## Texto proporcionado
Las exhumaciones empezaron en febrero de 2007. «Hemos recuperado a 114 personas, pero en ciertos espacios no podemos actuar porque hay nuevas tumbas encima», reconoce. José María González guardaba la esperanza de poder recuperar los últimos restos a través de la vía judicial. «El de Valdenoceda es uno de los casos de Garzón, pero ahora no sabemos qué va a pasar con la gente que está enterrada aún allí», expresa.
Su progenitor, Abilio González murió al poco tiempo de organizar un funeral por los fallecidos en la prisión burgalesa. «Aguantó hasta saber que había recuperado a su padre. El abrazo que me dio no se me olvidará nunca», evoca José María.
MARI ÁNGELES IBÁÑEZ
Hija de fusilado (San Sebastián)
«Por fin puedo llevar flores a su tumba»

## Datos
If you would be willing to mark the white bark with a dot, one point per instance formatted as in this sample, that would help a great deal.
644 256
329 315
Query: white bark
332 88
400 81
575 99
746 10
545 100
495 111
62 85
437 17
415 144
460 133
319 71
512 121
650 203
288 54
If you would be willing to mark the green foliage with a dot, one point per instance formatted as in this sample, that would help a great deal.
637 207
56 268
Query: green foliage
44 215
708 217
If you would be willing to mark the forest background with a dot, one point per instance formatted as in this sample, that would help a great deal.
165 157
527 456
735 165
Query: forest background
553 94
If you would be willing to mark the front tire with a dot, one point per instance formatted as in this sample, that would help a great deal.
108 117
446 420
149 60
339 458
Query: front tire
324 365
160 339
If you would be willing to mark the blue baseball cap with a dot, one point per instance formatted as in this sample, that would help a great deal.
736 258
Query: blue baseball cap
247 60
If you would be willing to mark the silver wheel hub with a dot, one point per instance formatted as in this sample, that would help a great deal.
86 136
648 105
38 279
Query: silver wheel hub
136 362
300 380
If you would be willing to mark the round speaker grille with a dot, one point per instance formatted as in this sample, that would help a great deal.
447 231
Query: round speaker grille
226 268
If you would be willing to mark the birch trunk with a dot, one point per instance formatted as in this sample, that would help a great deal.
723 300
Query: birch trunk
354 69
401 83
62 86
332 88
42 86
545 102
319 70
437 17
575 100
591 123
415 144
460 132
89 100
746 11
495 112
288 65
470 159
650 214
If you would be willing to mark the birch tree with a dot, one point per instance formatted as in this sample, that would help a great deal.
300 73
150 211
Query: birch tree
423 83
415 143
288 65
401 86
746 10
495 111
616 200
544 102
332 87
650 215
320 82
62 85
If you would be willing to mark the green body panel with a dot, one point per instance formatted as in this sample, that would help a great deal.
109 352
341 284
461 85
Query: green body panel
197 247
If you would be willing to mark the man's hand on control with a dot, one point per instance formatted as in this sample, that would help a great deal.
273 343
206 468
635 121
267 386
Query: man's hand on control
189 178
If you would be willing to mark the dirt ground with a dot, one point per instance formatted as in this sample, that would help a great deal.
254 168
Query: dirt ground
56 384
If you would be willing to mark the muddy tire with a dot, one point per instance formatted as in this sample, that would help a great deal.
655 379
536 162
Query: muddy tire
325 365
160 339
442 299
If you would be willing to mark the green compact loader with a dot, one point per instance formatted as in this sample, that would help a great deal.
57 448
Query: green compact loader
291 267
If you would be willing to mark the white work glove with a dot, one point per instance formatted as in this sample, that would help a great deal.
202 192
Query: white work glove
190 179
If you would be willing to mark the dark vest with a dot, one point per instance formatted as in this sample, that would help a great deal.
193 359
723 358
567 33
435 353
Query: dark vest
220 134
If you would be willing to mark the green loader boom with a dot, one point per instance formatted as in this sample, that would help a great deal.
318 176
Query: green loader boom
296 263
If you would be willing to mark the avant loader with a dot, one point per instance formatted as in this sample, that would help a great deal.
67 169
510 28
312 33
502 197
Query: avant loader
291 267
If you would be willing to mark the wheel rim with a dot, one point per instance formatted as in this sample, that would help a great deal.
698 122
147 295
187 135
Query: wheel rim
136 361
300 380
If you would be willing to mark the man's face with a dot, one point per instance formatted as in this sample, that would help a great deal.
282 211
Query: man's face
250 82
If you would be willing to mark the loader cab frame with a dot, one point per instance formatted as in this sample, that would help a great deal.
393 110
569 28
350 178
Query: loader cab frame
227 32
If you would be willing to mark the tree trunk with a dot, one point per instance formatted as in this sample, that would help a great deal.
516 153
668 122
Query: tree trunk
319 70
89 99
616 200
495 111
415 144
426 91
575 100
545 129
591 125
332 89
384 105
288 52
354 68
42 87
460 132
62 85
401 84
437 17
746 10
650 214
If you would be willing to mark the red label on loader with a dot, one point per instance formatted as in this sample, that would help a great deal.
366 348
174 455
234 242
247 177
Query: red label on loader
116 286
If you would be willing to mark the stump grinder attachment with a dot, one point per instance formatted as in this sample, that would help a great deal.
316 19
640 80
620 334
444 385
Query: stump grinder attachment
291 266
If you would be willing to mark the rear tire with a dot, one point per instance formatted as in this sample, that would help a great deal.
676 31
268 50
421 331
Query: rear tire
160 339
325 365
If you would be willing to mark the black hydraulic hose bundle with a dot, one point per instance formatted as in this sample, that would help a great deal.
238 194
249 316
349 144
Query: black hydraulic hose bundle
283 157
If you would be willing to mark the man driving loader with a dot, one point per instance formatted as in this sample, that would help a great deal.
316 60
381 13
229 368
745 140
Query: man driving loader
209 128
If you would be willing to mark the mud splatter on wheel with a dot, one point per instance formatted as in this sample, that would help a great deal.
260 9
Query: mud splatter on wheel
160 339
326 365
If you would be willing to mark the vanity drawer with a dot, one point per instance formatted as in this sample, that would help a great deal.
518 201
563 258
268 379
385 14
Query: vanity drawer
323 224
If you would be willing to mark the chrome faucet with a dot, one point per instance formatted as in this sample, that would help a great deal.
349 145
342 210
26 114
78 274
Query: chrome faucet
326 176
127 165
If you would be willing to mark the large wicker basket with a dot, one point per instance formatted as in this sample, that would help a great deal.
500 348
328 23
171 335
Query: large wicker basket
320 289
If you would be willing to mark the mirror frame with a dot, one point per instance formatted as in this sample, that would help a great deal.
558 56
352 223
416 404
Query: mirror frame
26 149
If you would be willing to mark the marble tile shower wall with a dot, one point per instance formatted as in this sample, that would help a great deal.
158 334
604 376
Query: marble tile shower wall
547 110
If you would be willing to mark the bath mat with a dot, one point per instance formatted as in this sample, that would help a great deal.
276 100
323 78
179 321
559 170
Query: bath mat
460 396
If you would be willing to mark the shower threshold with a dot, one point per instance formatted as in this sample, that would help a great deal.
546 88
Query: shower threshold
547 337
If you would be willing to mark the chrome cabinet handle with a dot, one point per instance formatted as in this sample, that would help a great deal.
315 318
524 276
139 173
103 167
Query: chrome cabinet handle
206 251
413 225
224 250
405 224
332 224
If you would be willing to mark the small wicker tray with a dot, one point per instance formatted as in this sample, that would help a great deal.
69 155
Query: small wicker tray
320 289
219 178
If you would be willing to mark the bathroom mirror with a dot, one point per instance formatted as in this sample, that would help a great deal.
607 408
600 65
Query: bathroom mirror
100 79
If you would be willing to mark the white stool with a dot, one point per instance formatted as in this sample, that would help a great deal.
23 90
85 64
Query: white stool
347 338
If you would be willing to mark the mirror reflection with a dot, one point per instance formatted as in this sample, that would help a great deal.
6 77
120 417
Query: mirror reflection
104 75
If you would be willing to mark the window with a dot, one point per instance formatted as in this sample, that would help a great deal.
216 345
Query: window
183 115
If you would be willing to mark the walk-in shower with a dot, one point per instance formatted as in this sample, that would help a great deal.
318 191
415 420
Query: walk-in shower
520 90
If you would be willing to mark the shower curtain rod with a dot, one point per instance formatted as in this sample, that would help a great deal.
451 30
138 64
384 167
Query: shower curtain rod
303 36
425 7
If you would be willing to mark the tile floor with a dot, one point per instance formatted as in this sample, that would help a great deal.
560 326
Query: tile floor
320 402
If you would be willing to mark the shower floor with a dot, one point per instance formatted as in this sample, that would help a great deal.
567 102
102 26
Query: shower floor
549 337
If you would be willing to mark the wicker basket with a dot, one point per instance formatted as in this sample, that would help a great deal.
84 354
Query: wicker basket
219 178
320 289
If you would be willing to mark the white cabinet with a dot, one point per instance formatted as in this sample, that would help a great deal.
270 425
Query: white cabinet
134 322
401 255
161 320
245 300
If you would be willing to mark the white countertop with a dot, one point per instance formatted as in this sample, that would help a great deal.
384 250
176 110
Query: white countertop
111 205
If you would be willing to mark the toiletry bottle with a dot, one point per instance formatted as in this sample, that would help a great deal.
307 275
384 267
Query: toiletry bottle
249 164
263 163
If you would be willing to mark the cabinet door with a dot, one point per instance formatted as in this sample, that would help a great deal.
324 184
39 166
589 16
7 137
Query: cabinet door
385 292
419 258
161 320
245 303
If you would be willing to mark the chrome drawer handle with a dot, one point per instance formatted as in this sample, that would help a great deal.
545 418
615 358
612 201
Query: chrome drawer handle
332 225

## Problema breve
Reescribe el texto sobre las exhumaciones desde "Las exhumaciones empezaron" hasta "fusilado (San Sebastián)", y cambia "exhumaciones" por "excavaciones". Las entradas proceden de otra fuente.

## Respuesta del ejercicio
Las excavaciones empezaron en febrero de 2007. «Hemos recuperado a 114 personas, pero en ciertos espacios no podemos actuar porque hay nuevas tumbas encima», reconoce. José María González guardaba la esperanza de poder recuperar los últimos restos a través de la vía judicial. «El de Valdenoceda es uno de los casos de Garzón, pero ahora no sabemos qué va a pasar con la gente que está enterrada aún allí», expresa.
Su progenitor, Abilio González murió al poco tiempo de organizar un funeral por los fallecidos en la prisión burgalesa. «Aguantó hasta saber que había recuperado a su padre. El abrazo que me dio no se me olvidará nunca», evoca José María.
MARI ÁNGELES IBÁÑEZ
Hija de fusilado (San Sebastián)